▶ _FOLGENDES BEARBEITEN_:
a - Welches Amt übernahm Leo Bürkle laut dem Text über Markdorf in der NS-Zeit nach dem Krieg?
b - Schreiben Sie einen Abschnitt aus dem Text über Markdorf in der NS-Zeit wortgetreu ab. Beginnen Sie bei den Worten „Kaum im Amt, musste“ und hören Sie nach den Worten „Markdorfs der Nachkriegszeit.“ auf.
c - Führen Sie den Text über Markdorf in der NS-Zeit im Anschluss an seinen letzten Satz weiter.

Einer der acht Überlinger Kreisleiter, Wilhelm Mensch, war zuvor Bürgermeister von Markdorf. Hutter zählt ihn ebenfalls zu den „alten Kämpfern“, denn er gehörte im Ersten Weltkrieg durchgehend zur kämpfenden Truppe. 1934 sollte er in Markdorf als Bürgermeister eingesetzt werden, doch der Amtsinhaber Nikolaus Frank war bei den Bürgern beliebt und die Zentrumspartei hatte nach wie vor die Mehrheit. Im zweiten Anlauf schaffte es die NSDAP aber, Frank aus dem Amt zu drängen und Mensch einzusetzen.
Kaum im Amt, musste sich der neue Bürgermeister mit einer heiklen Personalie befassen: Leo Bürkle, Ratsschreiber, Komponist und Dirigent der Stadtkapelle. Er war mit einer Jüdin verheiratet und die wurde schon kurz nach dem Amtsantritt des NSDAP-Mannes angefeindet – und auch Bürkle wurde von den Nazis drangsaliert. Wilhelm Mensch stellte sich in dieser Situation vor den Ratsschreiber. „Ob Wilhelm Mensch dabei menschlich gehandelt oder taktiert hat, ist nicht ganz klar geworden“, sagt Hutter. Später gingen die Schikanen gegen Bürkle, etwa verschiedene Anzeigen und die ständige Überwachung durch die Gestapo, immer weiter. Beachtlich an der Personalie Leo Bürkle ist auch, dass er nach dem Krieg zurückkehrte. Er wurde der erste Bürgermeister Markdorfs der Nachkriegszeit.

▶ _DATENSÄTZE_:
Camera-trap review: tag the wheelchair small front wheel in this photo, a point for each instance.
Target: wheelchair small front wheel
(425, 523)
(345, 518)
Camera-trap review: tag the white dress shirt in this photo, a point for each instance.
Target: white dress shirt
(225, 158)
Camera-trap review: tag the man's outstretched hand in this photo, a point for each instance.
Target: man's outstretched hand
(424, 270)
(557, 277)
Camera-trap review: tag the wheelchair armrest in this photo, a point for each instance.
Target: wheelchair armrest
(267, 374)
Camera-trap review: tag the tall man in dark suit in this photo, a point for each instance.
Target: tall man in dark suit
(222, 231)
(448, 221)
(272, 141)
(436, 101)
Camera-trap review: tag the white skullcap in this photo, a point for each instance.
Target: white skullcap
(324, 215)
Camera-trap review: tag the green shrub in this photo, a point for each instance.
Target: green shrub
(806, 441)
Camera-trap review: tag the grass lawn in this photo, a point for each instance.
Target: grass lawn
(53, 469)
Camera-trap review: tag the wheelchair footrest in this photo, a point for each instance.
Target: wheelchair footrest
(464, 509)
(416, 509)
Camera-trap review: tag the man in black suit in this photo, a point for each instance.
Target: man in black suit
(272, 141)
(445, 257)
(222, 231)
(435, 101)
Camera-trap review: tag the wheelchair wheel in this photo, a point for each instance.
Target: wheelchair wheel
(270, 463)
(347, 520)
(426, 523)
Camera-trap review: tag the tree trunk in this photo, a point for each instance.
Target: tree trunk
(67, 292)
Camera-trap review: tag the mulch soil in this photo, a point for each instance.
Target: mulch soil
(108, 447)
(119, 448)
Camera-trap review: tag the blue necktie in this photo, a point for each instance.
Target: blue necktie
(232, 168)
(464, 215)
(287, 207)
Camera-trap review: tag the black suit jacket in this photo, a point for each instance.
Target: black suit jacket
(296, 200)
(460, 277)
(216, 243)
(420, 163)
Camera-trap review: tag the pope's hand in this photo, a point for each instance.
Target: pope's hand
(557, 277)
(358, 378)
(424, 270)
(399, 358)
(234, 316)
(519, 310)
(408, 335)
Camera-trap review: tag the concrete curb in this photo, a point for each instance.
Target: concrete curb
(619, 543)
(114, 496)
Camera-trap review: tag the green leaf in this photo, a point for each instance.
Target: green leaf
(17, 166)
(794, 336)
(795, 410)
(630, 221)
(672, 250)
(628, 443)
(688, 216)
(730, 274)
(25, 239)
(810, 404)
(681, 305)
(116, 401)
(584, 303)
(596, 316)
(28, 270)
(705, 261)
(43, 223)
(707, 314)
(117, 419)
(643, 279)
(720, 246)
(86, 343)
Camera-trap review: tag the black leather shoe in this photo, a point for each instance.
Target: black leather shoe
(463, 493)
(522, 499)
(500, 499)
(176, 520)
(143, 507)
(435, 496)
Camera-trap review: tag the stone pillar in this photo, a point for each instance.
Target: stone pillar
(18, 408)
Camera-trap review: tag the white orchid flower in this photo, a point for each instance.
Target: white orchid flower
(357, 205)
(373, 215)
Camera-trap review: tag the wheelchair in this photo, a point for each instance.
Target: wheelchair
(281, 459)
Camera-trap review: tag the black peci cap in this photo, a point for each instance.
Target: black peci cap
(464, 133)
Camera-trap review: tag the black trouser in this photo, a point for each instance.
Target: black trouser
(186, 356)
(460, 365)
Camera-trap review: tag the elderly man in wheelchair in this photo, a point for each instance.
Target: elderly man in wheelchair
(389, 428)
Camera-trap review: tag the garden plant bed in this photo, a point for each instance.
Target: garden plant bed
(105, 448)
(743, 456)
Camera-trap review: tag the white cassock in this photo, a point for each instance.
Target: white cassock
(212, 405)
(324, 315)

▶ _ERGEBNISSE JE AUFGABE_:
a - Er wurde der erste Bürgermeister Markdorfs der Nachkriegszeit.

b -
Kaum im Amt, musste sich der neue Bürgermeister mit einer heiklen Personalie befassen: Leo Bürkle, Ratsschreiber, Komponist und Dirigent der Stadtkapelle. Er war mit einer Jüdin verheiratet und die wurde schon kurz nach dem Amtsantritt des NSDAP-Mannes angefeindet – und auch Bürkle wurde von den Nazis drangsaliert. Wilhelm Mensch stellte sich in dieser Situation vor den Ratsschreiber. „Ob Wilhelm Mensch dabei menschlich gehandelt oder taktiert hat, ist nicht ganz klar geworden“, sagt Hutter. Später gingen die Schikanen gegen Bürkle, etwa verschiedene Anzeigen und die ständige Überwachung durch die Gestapo, immer weiter. Beachtlich an der Personalie Leo Bürkle ist auch, dass er nach dem Krieg zurückkehrte. Er wurde der erste Bürgermeister Markdorfs der Nachkriegszeit.

c -
Es war nicht leicht für Stadtarchivar Hutter, an die Informationen für sein Buch heranzukommen. „Fast alle Kreisleitungen haben am Kriegsende ihre Akten vernichtet“, sagt er. Er suchte in Archiven, fand viele Informationen auch in den damaligen Zeitungen. Sein Fazit: „Die meisten Kreisleiter gehörten zum bürgerlichen Mittelstand“, sagt er. „Sie waren keineswegs ,Verlierer’, die sich aus Frust und Hoffnungslosigkeit der NSDAP anschlossen.“
Das Buch „Stützpfeiler der Gewaltherrschaft in der Provinz. Die acht ehemaligen NS-Kreisleiter von Überlingen 1933 bis 1945“von Walter Hutter hat das Kulturamt des Bodenseekreises herausgegeben. Das 341 Seiten starke Werk ist im UVK-Verlag in der Reihe „Südseite. Kultur und Geschichte des Bodenseekreises (Band 4) erschienen und kostet 29 Euro, ISBN 978-3-86764-863-9.